Although the data below holds other lines too, output only those from the line with "Exercise. Point to the rocky outcrop" up to and including the line with "Exercise. Point to the white water", exactly as they appear.

Segment Start: Given data

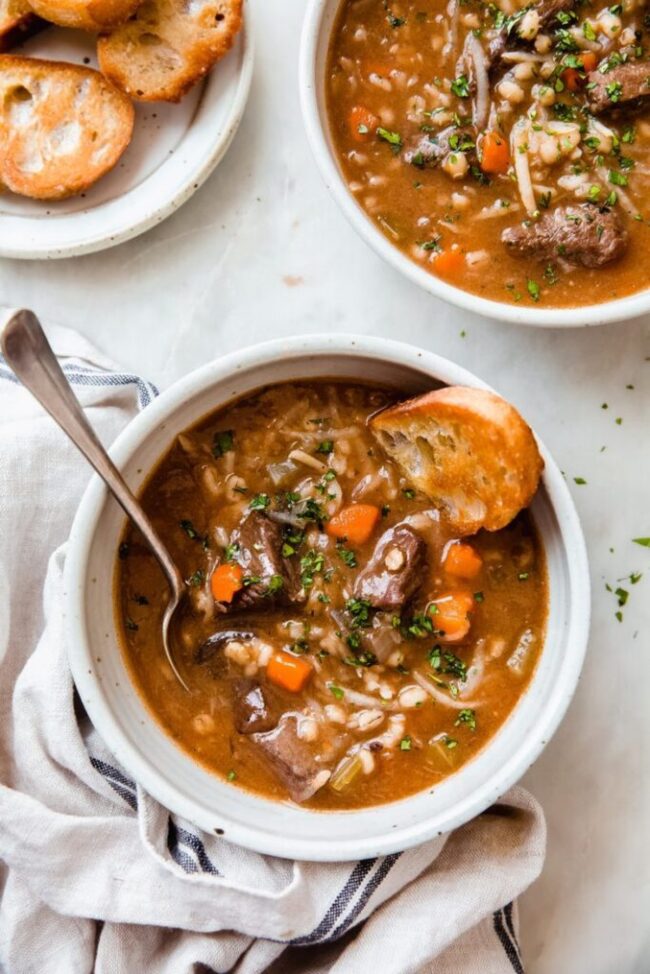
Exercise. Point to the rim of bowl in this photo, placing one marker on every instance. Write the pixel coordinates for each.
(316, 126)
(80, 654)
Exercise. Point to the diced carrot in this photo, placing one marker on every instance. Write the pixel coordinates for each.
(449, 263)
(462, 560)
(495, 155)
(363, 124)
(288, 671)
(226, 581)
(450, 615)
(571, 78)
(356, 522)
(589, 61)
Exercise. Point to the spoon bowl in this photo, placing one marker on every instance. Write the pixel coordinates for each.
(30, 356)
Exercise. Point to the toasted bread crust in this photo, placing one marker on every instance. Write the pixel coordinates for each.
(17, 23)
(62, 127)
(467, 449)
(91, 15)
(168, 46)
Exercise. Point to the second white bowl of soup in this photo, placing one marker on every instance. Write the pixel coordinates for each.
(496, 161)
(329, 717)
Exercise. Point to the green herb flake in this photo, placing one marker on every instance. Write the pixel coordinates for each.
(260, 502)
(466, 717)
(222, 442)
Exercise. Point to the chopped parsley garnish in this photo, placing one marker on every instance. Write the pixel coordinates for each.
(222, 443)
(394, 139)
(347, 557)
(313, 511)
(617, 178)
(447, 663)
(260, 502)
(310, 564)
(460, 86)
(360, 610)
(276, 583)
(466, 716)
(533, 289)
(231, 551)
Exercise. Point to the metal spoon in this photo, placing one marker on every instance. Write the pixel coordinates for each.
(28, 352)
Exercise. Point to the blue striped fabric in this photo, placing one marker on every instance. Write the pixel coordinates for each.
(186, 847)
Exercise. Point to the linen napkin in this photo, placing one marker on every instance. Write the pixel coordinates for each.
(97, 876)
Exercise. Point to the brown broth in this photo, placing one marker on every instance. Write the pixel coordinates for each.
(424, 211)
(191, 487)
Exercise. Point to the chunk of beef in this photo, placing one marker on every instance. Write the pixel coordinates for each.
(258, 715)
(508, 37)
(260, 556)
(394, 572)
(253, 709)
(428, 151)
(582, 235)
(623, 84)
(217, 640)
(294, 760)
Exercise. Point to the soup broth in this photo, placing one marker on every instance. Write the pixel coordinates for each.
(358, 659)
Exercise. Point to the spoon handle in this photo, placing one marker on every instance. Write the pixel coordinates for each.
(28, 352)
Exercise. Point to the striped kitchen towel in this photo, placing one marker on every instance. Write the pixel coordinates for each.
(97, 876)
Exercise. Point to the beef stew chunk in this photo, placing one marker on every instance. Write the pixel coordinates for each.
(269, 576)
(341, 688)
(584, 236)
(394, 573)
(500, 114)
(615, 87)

Segment End: Given data
Segment Start: Given data

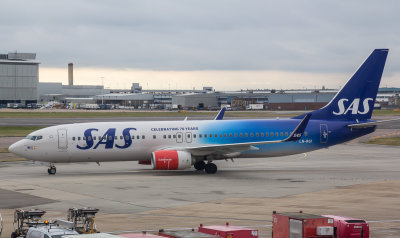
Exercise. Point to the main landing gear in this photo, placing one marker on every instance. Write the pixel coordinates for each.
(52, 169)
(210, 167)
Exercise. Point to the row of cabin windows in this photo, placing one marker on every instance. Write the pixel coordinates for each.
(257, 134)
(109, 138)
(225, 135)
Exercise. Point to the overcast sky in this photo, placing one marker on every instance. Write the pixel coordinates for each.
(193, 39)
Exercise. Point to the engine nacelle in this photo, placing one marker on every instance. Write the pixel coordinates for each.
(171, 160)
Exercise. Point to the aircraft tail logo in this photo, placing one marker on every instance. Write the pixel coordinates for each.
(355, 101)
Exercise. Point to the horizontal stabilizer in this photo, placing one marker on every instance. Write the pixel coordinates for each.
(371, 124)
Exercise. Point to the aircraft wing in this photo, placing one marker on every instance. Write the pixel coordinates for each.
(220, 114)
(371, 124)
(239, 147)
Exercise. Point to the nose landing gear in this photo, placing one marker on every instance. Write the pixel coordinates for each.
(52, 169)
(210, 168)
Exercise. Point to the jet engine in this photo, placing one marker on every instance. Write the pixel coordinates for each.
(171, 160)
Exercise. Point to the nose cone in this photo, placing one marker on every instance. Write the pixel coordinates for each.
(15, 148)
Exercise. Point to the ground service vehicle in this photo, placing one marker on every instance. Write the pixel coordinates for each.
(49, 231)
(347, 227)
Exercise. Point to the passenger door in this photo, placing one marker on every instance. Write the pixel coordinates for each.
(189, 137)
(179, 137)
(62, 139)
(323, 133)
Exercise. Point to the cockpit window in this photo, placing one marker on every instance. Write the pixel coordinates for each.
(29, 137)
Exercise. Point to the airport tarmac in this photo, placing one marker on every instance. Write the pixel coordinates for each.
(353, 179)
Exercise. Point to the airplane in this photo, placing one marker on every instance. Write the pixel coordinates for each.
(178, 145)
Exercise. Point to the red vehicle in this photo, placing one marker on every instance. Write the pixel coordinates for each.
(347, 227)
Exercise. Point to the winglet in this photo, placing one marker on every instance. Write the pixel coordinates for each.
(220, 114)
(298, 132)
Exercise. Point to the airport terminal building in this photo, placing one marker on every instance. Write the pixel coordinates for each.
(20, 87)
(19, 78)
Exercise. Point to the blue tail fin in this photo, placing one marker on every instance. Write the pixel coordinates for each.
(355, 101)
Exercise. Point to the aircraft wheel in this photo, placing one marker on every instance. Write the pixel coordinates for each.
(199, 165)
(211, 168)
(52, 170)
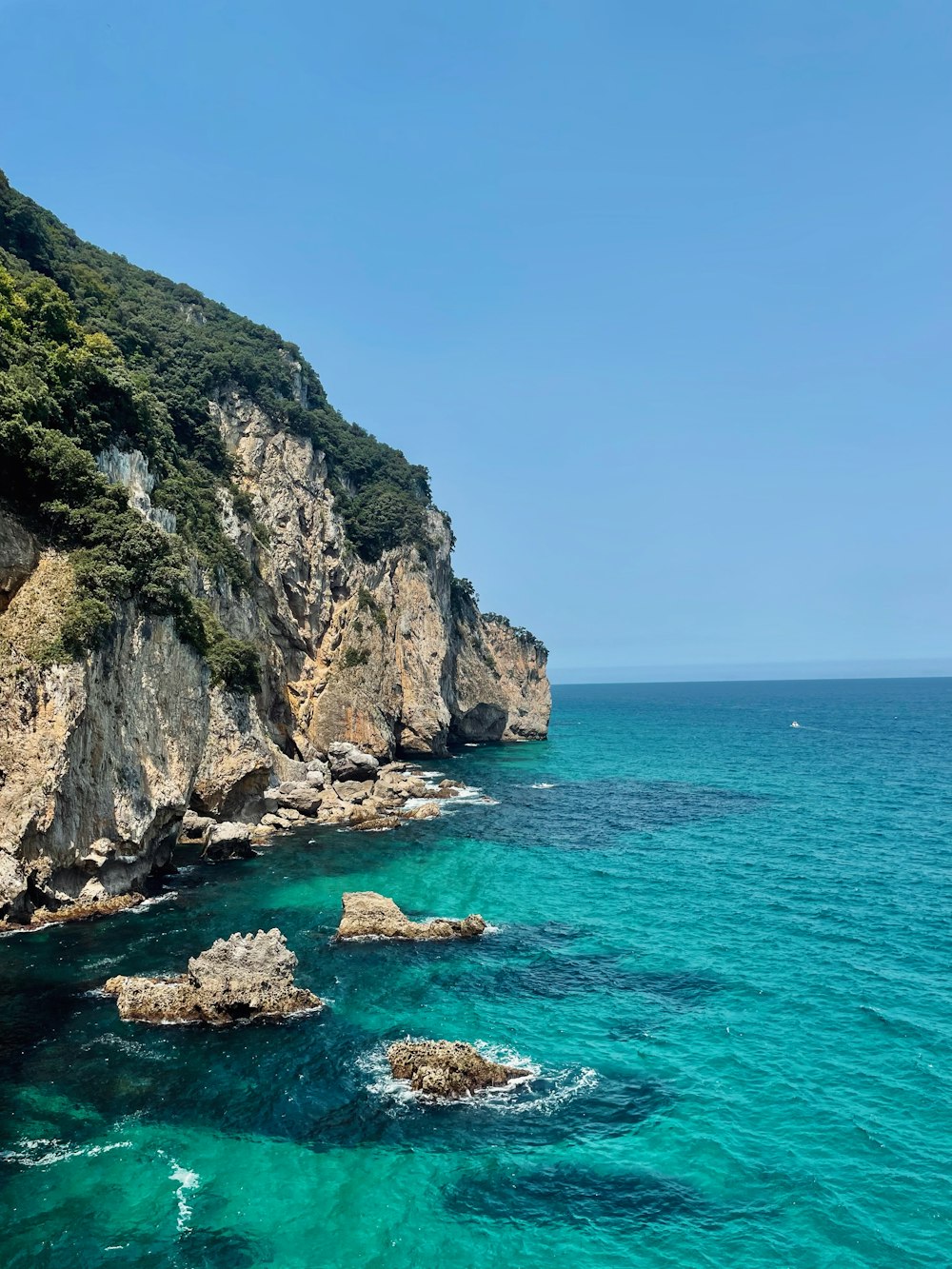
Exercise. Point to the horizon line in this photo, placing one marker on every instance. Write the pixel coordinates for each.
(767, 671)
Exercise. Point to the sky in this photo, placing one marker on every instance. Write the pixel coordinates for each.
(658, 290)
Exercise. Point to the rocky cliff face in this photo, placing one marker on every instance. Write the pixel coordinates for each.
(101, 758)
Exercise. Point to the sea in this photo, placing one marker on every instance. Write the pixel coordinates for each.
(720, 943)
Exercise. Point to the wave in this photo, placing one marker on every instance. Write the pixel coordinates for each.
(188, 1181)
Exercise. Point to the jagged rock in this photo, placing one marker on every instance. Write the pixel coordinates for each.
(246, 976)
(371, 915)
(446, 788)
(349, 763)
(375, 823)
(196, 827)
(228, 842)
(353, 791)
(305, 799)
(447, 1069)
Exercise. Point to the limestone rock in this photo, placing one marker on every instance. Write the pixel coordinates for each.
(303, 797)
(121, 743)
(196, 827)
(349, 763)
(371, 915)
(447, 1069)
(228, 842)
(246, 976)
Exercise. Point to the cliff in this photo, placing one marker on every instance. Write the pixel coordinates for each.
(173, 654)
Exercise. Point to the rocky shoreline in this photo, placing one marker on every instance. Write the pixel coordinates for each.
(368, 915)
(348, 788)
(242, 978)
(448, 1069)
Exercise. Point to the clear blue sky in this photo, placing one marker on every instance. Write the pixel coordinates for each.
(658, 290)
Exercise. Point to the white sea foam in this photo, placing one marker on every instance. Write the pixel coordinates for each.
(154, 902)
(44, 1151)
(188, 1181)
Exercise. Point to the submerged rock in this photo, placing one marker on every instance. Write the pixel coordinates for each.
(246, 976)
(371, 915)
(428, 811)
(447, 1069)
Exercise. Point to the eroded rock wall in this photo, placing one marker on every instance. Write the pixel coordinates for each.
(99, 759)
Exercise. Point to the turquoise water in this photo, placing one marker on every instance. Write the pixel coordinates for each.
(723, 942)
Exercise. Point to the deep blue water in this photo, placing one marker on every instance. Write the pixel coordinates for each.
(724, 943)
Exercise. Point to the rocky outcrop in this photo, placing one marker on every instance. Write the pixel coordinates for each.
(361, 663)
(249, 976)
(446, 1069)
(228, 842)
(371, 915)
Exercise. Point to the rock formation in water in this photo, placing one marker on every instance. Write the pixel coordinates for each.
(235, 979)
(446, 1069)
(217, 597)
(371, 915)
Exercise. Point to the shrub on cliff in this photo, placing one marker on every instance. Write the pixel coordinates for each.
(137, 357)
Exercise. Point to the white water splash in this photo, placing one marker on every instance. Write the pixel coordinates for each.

Segment End: Given data

# Task response:
Exercise. Point to the rocky outcrop in this photo, placing one marker on every instance. Write the pixel coordinates for each.
(361, 663)
(249, 976)
(446, 1069)
(228, 842)
(371, 915)
Exercise. Point to the rock formation in water in this photo, placing one marker on every instance. Write the pixel coordinates for each.
(235, 979)
(446, 1069)
(217, 597)
(371, 915)
Exercise. Point to the shrub on cliff in this photo, placing one marker on every instance. Write the pixel coordinates for each.
(137, 357)
Exercise. Point to the white water splash in this photo, placing one marker on every instance. Write the pixel coordinates for each.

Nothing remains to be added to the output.